What you have to do: Exactly as they stand, set down all of the records again.
------------
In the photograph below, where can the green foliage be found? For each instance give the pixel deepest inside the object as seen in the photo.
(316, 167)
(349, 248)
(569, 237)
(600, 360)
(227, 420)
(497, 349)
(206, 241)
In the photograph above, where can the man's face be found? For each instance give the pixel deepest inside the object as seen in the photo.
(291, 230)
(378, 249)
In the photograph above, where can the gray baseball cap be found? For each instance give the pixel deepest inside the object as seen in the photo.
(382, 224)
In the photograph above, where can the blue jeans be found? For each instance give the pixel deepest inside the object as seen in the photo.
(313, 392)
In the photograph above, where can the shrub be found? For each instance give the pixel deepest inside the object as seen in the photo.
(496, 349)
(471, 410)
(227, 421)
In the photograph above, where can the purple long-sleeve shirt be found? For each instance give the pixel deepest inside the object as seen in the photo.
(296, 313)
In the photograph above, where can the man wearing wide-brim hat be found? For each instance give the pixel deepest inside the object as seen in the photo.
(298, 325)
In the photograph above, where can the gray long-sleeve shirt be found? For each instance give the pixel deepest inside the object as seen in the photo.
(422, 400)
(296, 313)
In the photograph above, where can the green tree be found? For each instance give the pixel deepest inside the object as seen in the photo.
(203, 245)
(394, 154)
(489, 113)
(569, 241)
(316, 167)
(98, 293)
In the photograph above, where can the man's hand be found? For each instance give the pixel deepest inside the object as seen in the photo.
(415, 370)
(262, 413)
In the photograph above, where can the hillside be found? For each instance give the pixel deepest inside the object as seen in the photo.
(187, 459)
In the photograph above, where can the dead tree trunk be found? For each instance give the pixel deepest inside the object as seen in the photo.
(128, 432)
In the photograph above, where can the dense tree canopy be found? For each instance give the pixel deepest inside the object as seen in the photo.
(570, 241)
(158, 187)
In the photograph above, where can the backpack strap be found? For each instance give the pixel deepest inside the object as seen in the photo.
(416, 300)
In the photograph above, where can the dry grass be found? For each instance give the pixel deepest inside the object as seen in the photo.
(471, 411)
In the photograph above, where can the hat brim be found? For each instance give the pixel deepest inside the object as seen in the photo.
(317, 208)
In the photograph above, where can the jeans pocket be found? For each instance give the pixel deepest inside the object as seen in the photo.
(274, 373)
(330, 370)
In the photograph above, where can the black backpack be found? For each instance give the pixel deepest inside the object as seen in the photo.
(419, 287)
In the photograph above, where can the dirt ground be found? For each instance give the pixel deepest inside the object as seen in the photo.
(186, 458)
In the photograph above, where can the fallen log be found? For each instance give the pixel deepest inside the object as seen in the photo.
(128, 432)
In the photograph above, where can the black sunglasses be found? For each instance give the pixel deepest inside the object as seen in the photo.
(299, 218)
------------
Completed task:
In the photograph below, where can the green foliage be found? For each instance give the pixel deepest inside the object as seen in the photo.
(316, 167)
(349, 248)
(569, 237)
(600, 360)
(227, 420)
(497, 349)
(206, 241)
In the photograph above, where can the man's face be found? For each instance give the pixel deepest inside the object as seen in the photo.
(291, 230)
(378, 249)
In the photograph above, where can the gray baseball cap be found? For each instance give the pixel deepest inside the object as seen in the photo.
(382, 224)
In the photograph above, where can the blue jeans be found? For each instance give the pixel deepest inside the object as seen in the photo.
(313, 392)
In the photograph above, where can the shrub be found? For each instance give the pixel deepest inside the object as seen in the photo.
(496, 349)
(471, 410)
(227, 421)
In the photograph above, where can the purple long-sleeve shirt be found? For each instance give the pixel deepest inside the object as seen in the photo.
(296, 313)
In the photograph above, where can the man wearing wide-brim hat be found? For each instance give the pixel deepest inside the object as seen in the photo.
(298, 325)
In the photograph above, where can the gray long-sleeve shirt be found? For each instance give the pixel deepest inside the object as seen in the photo.
(422, 400)
(296, 313)
In the photograph above, where can the green tree be found? For each instance give the pixel deepest inside the object as seen in the photo.
(203, 245)
(394, 154)
(489, 113)
(569, 241)
(316, 167)
(98, 293)
In the photograph above, where can the man's hand be found? For each instance give the pixel deepest inside the object as seen in the photo.
(415, 370)
(262, 413)
In the photograph above, where can the hillside be found? For each instance give the pixel deepest inside the object as seen in the photo.
(187, 459)
In the photograph above, where can the dead tree trunk be found? For each instance give the pixel deepest inside the object as seen in the photo.
(128, 432)
In the photograph above, where can the dense tree canopy be found? For each instance give the pixel deepest inside the object as seen in the photo.
(570, 241)
(158, 187)
In the photograph above, where can the backpack strap be found? For each instance give the pixel deepest inside the object as seen in the photo.
(416, 300)
In the photograph above, where can the dry grass be found? For each instance give the pixel deepest inside the object as seen in the photo.
(471, 411)
In the photograph above, where can the hat brim be found? For each instance give the pixel deepest inside the object as seen in the photo.
(317, 208)
In the photograph above, where can the jeans pocket be found? For each instance give the pixel deepest inside the object as seen in the photo.
(274, 373)
(330, 370)
In the photograph above, where can the black backpack be found? For each instance give the pixel deepest inside the object as seen in the photo.
(419, 287)
In the photograph above, where can the dirt ground be found? For each instance give the pixel deepest inside the object as seen in the photo.
(186, 458)
In the photograph above, where can the fallen log be found? For each instance give the pixel deepest inside the object as seen in the photo.
(128, 432)
In the photograph above, where can the black sunglasses be found? For each instance give the pixel deepest inside the object as seen in the photo.
(299, 218)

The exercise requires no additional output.